§ **PROBLEM TO SOLVE**
Extract, from the records beneath this instruction, each line that contains the word "canopy".

§ **SUPPLIED DATA**
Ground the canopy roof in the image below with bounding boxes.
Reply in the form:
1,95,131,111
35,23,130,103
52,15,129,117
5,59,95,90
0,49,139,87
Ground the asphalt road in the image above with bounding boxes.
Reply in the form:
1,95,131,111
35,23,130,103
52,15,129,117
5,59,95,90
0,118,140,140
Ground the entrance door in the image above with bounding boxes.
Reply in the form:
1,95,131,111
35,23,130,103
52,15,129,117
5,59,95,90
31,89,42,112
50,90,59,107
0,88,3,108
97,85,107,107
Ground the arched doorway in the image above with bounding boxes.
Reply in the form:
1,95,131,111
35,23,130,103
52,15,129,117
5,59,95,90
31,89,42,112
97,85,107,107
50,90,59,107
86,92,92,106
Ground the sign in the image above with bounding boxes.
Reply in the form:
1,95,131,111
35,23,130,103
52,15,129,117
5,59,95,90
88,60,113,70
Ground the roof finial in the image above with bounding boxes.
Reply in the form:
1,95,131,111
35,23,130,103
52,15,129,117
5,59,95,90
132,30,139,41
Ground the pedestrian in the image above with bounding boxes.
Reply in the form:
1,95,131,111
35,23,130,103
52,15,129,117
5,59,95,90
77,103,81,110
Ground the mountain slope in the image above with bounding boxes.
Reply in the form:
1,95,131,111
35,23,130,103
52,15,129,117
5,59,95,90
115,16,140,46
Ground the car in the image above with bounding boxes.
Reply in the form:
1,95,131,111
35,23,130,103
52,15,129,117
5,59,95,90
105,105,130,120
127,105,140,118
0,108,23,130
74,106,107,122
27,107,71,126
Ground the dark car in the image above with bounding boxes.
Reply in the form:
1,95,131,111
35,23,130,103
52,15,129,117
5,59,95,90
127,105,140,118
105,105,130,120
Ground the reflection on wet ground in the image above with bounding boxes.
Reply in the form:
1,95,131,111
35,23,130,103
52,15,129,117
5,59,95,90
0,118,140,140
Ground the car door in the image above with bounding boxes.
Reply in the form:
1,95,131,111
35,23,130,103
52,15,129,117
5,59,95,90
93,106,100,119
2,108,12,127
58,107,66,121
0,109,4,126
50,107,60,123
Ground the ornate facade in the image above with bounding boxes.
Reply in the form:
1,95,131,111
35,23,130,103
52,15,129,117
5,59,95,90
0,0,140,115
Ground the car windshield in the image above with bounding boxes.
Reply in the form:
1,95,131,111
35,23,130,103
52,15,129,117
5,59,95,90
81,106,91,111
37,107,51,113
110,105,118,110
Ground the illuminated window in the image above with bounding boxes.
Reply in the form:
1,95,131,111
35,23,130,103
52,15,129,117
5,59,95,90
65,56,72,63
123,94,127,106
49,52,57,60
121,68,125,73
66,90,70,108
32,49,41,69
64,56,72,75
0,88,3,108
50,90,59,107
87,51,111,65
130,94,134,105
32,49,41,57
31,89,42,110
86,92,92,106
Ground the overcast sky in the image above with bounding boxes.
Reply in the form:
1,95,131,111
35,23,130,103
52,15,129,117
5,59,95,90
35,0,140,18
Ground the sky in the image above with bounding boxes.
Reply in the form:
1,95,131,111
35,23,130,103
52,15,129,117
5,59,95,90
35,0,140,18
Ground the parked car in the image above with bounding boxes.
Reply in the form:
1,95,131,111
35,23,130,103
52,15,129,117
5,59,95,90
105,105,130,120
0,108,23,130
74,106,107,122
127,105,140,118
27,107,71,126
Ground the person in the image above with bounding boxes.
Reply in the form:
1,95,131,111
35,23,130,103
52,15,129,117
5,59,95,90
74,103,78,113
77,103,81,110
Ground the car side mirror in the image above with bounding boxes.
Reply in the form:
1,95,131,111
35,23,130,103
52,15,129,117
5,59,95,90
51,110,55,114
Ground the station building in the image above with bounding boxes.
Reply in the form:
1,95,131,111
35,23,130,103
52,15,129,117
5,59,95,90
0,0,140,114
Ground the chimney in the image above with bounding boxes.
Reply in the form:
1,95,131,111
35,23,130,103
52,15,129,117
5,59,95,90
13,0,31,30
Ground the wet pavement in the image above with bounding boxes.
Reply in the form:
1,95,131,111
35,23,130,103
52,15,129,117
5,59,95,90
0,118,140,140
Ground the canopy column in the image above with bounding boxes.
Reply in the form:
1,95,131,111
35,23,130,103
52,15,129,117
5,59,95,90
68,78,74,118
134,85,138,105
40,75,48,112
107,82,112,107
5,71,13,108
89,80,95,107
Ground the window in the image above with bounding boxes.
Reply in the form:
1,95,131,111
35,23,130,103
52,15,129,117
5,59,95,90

§ **EXPECTED OUTPUT**
Ground the canopy roof in the image below with bounding boxes.
Ground the canopy column in the image above with bounding boxes.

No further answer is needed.